DOCUMENT EXTRACT:
^^^^^^^^

A utility function named `train_eval_loop` in `loops/train_eval.py` encapsulates training, evaluating, data collection and tensorboard summary writing all in the same place. If this off the shelf functionality is sufficient we recommend using it instead of implementing them from lower level functions as depicted above.
![Architecture diagram](https://i.imgur.com/VjHWDhx.png)

In [None]:
train_episodes_per_iter = 1  # How many training episodes to collect per train/eval iteration
eval_every_n_iters = 10  # A single eval episode every n iterations
num_iters = 100  # Total number of train/eval iterations
data_dir = '/tmp/experiment/loop/data/'
model_dir = '/tmp/experiment/loop/model'

train_eval.train_eval_loop(task=task,
                           train_planner=train_cem,
                           eval_planner=base_cem,
                           train_fn=train_fn,
                           num_train_episodes_per_iteration=train_episodes_per_iter,
                           eval_every_n_iterations=eval_every_n_iters,
                           num_iterations=num_iters,
                           episodes_dir=data_dir,
                           model_dir=model_dir
                           )

^^^^^^^^

DATA PROVIDED:
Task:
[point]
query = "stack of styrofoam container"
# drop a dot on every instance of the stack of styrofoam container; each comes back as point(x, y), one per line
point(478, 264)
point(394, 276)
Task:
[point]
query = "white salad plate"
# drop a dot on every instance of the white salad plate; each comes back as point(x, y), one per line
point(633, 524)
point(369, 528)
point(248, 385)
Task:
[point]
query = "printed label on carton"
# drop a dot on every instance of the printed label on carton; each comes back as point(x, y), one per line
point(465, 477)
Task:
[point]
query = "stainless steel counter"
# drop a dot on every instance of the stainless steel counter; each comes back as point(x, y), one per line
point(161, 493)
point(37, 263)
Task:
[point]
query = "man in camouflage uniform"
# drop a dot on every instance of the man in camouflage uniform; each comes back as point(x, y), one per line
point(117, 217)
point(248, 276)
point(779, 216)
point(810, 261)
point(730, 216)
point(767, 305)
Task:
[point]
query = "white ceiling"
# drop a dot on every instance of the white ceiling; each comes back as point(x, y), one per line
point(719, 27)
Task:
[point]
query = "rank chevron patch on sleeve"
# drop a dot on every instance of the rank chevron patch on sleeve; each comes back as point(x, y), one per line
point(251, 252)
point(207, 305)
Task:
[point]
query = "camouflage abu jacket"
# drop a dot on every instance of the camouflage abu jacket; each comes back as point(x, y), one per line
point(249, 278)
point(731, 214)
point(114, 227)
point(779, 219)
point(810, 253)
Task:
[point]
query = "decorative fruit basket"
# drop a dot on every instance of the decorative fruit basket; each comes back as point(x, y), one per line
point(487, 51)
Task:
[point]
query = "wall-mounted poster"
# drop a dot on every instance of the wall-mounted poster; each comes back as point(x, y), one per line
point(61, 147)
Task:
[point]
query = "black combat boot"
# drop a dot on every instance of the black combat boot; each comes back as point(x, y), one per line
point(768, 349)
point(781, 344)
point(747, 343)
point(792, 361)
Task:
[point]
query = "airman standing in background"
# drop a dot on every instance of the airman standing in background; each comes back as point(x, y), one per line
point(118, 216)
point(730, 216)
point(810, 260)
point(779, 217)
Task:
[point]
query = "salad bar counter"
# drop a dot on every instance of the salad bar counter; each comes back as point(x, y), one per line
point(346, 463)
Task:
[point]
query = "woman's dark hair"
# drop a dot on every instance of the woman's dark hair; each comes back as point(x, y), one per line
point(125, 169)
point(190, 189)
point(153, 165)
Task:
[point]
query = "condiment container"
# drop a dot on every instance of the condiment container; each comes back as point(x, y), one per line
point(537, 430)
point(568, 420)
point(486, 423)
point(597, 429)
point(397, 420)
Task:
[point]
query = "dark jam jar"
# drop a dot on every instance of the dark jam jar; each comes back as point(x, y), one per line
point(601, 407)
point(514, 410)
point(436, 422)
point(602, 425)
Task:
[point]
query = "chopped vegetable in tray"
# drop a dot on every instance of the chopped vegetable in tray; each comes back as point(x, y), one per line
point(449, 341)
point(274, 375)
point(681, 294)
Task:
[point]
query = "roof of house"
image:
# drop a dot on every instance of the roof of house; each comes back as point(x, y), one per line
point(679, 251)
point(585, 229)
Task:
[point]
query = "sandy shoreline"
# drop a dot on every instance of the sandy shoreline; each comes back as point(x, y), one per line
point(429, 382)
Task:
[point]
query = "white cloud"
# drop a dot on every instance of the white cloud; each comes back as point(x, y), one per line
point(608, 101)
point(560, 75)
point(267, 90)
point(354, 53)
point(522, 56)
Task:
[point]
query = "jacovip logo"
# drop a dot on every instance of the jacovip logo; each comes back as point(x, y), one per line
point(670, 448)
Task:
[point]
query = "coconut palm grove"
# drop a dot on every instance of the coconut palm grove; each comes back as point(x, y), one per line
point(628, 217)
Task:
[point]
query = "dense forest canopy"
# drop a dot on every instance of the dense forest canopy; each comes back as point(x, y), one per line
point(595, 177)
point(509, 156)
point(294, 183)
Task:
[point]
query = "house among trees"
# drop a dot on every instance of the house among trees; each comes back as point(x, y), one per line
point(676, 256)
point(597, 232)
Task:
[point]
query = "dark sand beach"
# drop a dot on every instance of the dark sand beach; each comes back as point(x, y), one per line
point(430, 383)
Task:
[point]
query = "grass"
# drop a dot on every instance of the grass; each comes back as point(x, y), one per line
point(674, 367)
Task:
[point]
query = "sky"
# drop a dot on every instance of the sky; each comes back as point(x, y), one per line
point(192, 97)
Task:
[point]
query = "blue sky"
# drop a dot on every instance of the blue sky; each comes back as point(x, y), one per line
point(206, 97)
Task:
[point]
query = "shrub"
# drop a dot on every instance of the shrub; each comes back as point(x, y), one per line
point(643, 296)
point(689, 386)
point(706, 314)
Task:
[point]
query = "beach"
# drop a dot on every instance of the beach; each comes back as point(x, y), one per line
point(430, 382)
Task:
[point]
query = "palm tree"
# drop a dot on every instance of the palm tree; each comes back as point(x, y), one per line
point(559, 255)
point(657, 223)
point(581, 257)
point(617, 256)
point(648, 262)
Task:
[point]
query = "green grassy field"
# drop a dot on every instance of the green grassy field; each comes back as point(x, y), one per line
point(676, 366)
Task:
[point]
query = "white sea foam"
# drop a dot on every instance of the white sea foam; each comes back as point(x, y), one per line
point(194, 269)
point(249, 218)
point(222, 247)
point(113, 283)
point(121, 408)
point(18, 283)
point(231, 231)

^^^^^^^^

PROBLEM 1: Translate this sentence from the train_eval_loop excerpt into Spanish: "A utility function named `train_eval_loop` in `loops/train_eval.py` encapsulates training, evaluating, data collection and tensorboard summary writing all in the same place."
PROBLEM 2: Transcribe the stretch of the train_eval_loop excerpt that begins with the words containing "A utility function" and ends with "as depicted above.".
The data is separate material and has no connection to the train_eval_loop excerpt.

REPLY 1: Una función auxiliar llamada `train_eval_loop` en `loops/train_eval.py` encapsula el entrenamiento, la evaluación, la recopilación de datos y la escritura de resúmenes de tensorboard, todo en el mismo lugar.

REPLY 2:
A utility function named `train_eval_loop` in `loops/train_eval.py` encapsulates training, evaluating, data collection and tensorboard summary writing all in the same place. If this off the shelf functionality is sufficient we recommend using it instead of implementing them from lower level functions as depicted above.